## Предложенный отрывок

Пехотный полк правительственных войск, который стоял в Джабаль-ус-Сирадже, тоже был придан мне на период боевых действий. Конечно, полк звучало очень громко, но с нами пошли лишь около 50–60 человек.
Совместно с нами также действовал парашютно-десантный батальон 345-го опдп из Баграма под командованием майора Александра Цыганова. Поддержка авиации осуществлялась по нашим заявкам, по вызову.
Из нашей 56-й отдельной десантно-штурмовой бригады (одшбр) из Кундуза прилетел комбриг, полковник Александр Петрович Плохих, с группой управления. Он возглавил операцию, действуя непосредственно с батальоном.
Неделю еще готовились. Мостоукладчики возводили переправы, по ним прибыла техника батальона, приданных и поддерживающих средств. Бойцы отрабатывали бой в близлежащих горах. Естественно, все это делалось с заранее выставленным боевым охранением.
Перед самым выступлением в Панджшер прилетел руководитель операции заместитель командующего армией генерал-майор Печевой с группой управления. Он разместился в Джабаль-ус-Сирадже и боевыми действиями должен был руководить оттуда, через ретранслятор. Абстрактно представляя условия, в которых пришлось нам действовать, он отдавал порой несуразные команды, что приводило к неоправданным дополнительным потерям.
Итак, все в основном было готово. Но мне кажется, что все эти повторные приготовления не убедили Ахмад Шаха в том,что мы идем на Панджшер, он продолжал считать их отвлекающим маневром.
В 5 часов утра 9 апреля 1980 года началась операция. Мы, как раскаленный нож в масло, вошли в Панджшер. Завязались первые бои под Базараком, появились первые потери.
Отработанные заранее действия дали возможность продвигаться с минимальными задержками, в довольно быстром темпе. Расстреливая из танка заминированные завалы на дорогах, наводя с помощью танковых мостоукладчиков переправы через небольшие горные реки и устраняя разрушения на дорогах, сбивая, в общем-то, как я считаю, неорганизованное сопротивление моджахедов, мы шли вперед вдоль долины.

## Задания для выполнения
a) Перечислите все географические названия из отрывка о Панджшерской операции, приведя их в именительном падеже.
b) Продолжите отрывок о Панджшерской операции, начиная после его последнего предложения.
Материал получен из другого источника.

## Предоставленный материал

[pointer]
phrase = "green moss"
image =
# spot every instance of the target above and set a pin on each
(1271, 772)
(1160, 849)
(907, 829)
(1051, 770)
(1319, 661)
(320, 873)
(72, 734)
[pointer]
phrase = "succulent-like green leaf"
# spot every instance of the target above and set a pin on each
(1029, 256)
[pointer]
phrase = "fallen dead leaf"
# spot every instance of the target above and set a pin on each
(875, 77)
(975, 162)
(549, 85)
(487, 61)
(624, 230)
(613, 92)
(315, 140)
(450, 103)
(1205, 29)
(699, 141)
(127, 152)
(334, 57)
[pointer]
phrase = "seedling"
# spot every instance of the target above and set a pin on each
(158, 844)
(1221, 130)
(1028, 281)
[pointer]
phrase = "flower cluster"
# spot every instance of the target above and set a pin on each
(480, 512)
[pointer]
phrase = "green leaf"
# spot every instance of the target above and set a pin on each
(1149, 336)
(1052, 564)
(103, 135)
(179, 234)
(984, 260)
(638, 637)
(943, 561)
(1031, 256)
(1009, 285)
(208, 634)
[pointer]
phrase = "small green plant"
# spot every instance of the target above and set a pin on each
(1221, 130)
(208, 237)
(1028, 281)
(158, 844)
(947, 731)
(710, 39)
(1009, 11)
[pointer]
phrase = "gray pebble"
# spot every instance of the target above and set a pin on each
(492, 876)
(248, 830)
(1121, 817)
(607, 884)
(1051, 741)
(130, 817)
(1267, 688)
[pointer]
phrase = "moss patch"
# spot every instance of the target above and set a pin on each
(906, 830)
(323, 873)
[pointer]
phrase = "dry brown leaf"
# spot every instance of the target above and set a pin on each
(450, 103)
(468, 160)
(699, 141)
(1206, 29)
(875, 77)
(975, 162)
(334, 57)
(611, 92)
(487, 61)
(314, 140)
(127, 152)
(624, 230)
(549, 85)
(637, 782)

## Результаты упражнения
a) Джабаль-ус-Сирадж, Баграм, Кундуз, Панджшер, Базарак

b)
В конце суток батальон майора Цыганова согласно плану операции повернул в уходящее вправо ответвление ущелья. 11 апреля комбат был тяжело ранен.
Там, где по разрушенным дорогам невозможно было продвигаться или быстро восстанавливать взорванные участки, мы продвигались на технике, по возможности – по руслу реки. Артиллеристы и вертолетчики работали по наводке разведвзводов и моим командам.
Последним населенным пунктом, куда нам удалось добраться на технике, стал Пасишах-Мардан, где располагались штаб Ахмад Шаха, тюрьма и его администрация.
Столь стремительное продвижение и быстрое подавление слабого сопротивления отдельных огневых точек застало боевиков врасплох. Моджахеды в спешке покидали кишлак. Из их штаба даже не успели вывезти папки с документами, со списками и удостоверениями, фотографии членов партии ИОА и вооруженных отрядов. Все было второпях брошено в 100–300 метрах от здания. Видимо вертолетчики НУРСами прошлись по разбегавшимся в разные стороны мятежникам.
Затем, оставив под прикрытием технику, мы по горной тропе выдвинулись к самому последнему населенному пункту. Ночью, выставив боевое охранение, дали возможность личному составу отдохнуть.
Разведчикам была поставлена задача ночью обходными тропами выдвинуться и перекрыть отход моджахедов из последнего населенного пункта, что было четко выполнено. А с рассветом основные силы двинулись на последний кишлак. Навстречу нам вышла группа старейшин с красными и белыми флагами. “Шурави, оставайтесь, будем подчиняться, мы крестьяне, для нас все равно, чтоб только не убивали нас, наши семьи”, – говорили они.
Все! Панджшер наш. Победа! Дальше надо было установить гарнизоны, связь, взаимодействие со старейшинами. Действиями разведывательных и десантно-штурмовых подразделений, спецназа при поддержке вертолетов выловить или уничтожить все разбежавшиеся еще неорганизованные группы моджахедов. Создать новые органы власти и обеспечить их безопасность.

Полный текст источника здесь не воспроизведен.